=== DATA SUPPLIED ===

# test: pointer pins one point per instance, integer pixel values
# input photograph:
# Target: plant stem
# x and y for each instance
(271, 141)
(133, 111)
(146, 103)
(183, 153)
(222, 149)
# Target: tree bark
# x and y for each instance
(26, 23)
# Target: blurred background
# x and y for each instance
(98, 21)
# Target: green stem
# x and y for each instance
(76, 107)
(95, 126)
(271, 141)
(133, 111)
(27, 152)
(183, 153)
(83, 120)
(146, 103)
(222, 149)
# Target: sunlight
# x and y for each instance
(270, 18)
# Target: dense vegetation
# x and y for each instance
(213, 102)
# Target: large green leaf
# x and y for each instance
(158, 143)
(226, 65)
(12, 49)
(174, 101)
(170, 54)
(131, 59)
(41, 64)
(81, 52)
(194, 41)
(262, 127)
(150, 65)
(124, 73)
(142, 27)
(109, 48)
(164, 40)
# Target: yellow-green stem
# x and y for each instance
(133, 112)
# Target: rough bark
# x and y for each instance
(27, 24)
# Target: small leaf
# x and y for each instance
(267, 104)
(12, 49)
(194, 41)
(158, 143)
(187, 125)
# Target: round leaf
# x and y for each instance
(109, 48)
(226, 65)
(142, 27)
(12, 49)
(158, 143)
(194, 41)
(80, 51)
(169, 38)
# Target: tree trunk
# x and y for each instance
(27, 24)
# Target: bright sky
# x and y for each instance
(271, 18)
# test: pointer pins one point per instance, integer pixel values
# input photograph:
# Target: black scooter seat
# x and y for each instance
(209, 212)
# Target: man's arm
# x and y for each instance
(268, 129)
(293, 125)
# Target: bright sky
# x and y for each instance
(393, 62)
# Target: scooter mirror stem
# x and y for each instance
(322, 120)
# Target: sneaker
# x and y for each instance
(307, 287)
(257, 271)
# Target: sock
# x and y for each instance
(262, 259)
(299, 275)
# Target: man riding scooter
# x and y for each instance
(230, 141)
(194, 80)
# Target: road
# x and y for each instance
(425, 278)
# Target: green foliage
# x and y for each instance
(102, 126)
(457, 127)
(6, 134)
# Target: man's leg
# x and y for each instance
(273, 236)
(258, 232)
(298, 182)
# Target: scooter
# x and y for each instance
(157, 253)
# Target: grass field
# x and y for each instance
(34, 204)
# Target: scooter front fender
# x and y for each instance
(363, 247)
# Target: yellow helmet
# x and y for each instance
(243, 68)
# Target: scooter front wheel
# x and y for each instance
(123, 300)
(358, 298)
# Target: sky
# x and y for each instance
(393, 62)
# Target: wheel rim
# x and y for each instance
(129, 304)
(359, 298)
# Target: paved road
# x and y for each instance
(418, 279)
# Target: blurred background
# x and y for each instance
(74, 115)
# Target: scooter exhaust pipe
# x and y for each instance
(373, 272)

===
=== DATA SUPPLIED ===

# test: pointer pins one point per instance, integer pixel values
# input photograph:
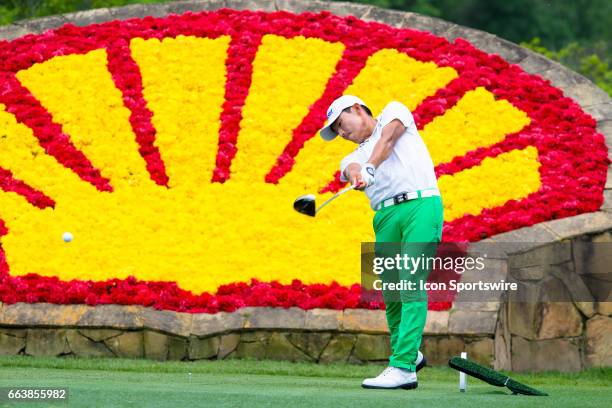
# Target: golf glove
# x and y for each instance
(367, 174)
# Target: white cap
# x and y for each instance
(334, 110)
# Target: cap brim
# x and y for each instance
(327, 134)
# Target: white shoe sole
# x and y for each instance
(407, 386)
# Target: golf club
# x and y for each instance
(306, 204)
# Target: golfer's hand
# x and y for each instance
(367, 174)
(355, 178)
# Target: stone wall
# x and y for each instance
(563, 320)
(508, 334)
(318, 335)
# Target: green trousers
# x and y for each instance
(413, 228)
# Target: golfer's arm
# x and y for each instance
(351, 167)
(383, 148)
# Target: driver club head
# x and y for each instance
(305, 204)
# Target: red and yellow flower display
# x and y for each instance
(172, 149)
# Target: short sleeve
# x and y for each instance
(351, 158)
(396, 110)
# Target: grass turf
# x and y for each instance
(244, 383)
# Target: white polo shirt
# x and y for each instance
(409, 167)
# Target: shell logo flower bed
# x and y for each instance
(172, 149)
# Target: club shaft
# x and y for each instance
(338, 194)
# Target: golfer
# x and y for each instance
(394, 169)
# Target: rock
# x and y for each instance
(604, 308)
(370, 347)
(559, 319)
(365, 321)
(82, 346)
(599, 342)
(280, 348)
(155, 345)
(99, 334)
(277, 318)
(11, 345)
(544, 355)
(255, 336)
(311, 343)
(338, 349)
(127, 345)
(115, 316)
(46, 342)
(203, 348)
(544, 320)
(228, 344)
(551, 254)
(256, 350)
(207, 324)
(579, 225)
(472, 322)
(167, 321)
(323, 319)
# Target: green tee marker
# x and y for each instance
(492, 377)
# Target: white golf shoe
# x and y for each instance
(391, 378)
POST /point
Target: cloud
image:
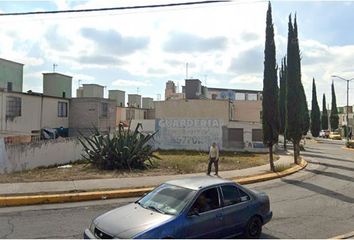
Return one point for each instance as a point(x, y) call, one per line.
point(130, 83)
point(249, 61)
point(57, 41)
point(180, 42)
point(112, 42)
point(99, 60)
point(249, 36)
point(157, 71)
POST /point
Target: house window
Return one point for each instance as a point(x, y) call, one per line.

===

## EXERCISE AIM
In the entries above, find each line containing the string "green" and copy it.

## OUTPUT OF THE EXERCISE
# Target: green stem
# Target: large green leaf
# Target: yellow-green stem
# Target: green foliage
# Target: green trousers
# Target: green tee marker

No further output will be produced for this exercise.